-------- TRECHO DA PÁGINA
Não aconteceu isso, mas os níveis
de qualidade se mantiveram",
afirma.
O ministro também admite que
o MEC não esperava encontrar
tantas dificuldades na área de formação de professores. Ele afirma
que, quando o ministério distribuiu os parâmetros curriculares
nacionais, publicação que orienta
os professores a trabalhar o currículo em sala de aula, esperava que
o impacto na qualidade da educação fosse imediato.
"Não foi isso que aconteceu.
Percebemos em reuniões com secretários que o impacto não tinha
sido tão imediato quanto esperávamos. Tivemos, então, que lançar uma nova publicação, os parâmetros em ação, para orientar, na
prática, os professores", diz.
Souza reclama da cobertura da
imprensa, que, segundo ele, tem
passado nos títulos uma visão
mais negativa do que a realidade
dos resultados do Saeb.
Veja os principais trechos de
sua entrevista à Folha:
Folha - O MEC, ao criticar a escola,
alunos ou professores, não está fugindo da sua responsabilidade pelo mau desempenho dos alunos no
Saeb?
Paulo Renato Souza - Primeiro, é
preciso entender que houve problema na divulgação do Saeb. Nós
pretendíamos fazer uma divulgação orgânica, mas houve um vazamento por razões que eu não sei
explicar que levou a imprensa a
publicar os resultados de forma
picada. No conjunto, os textos retratam mais ou menos a realidade, mas não houve uma reportagem que trate do conjunto das
coisas. A imprensa, nas manchetes, passou uma imagem muito
mais negativa do que os próprios
resultados.
Folha - Mesmo assim, houve queda na nota dos alunos. Esse não é
um dado negativo?
Souza - Não. Nós empatamos o
jogo da educação porque conseguimos, com fatores positivos,
contrabalançar o resultado com
fatores que levariam a média para
baixo. Eu hoje estou entusiasmado com as médias dos alunos no
Saeb. Nós conseguimos incorporar um novo perfil de estudante
sem baixar a média.
----------------
-------- DADOS EXTRAÍDOS
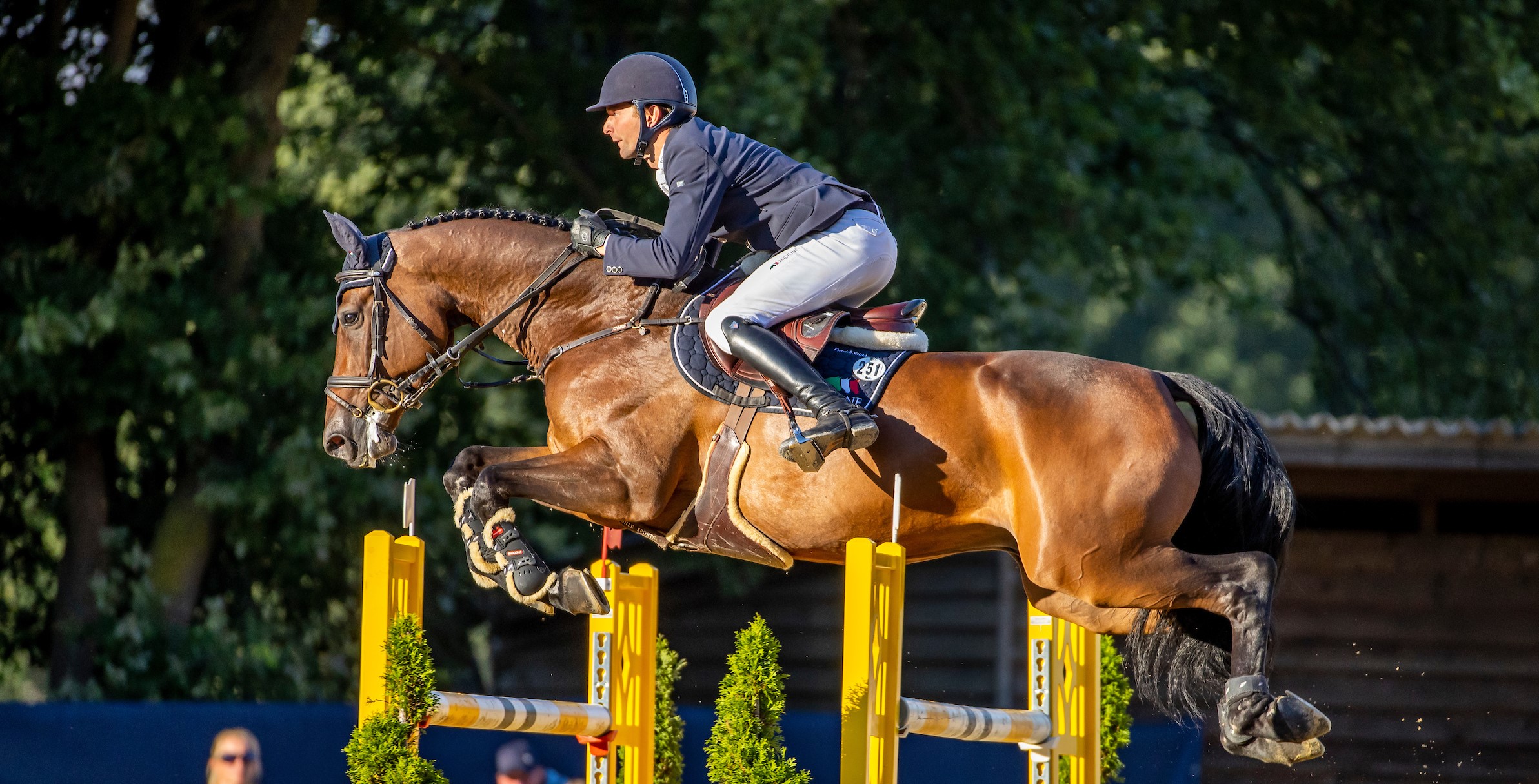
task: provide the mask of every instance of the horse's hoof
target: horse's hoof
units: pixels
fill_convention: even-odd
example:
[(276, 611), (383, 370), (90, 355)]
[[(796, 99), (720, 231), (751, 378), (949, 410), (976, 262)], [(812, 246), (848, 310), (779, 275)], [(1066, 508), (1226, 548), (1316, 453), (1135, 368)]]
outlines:
[(1331, 732), (1331, 719), (1293, 692), (1285, 692), (1284, 696), (1250, 692), (1225, 699), (1219, 705), (1219, 721), (1230, 736), (1293, 744)]
[(599, 581), (580, 568), (563, 568), (560, 579), (551, 585), (546, 599), (571, 615), (609, 613), (609, 599), (603, 595), (603, 588), (599, 587)]
[(1279, 766), (1294, 766), (1307, 762), (1325, 753), (1325, 744), (1317, 738), (1304, 742), (1273, 741), (1271, 738), (1248, 738), (1244, 742), (1230, 741), (1227, 733), (1219, 733), (1224, 750), (1234, 756), (1248, 756)]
----------------
_TAREFA PEDIDA_:
No trecho da página, que nova publicação o MEC precisou lançar para orientar os professores na prática?

_RESPOSTA ESCRITA_:
Os parâmetros em ação.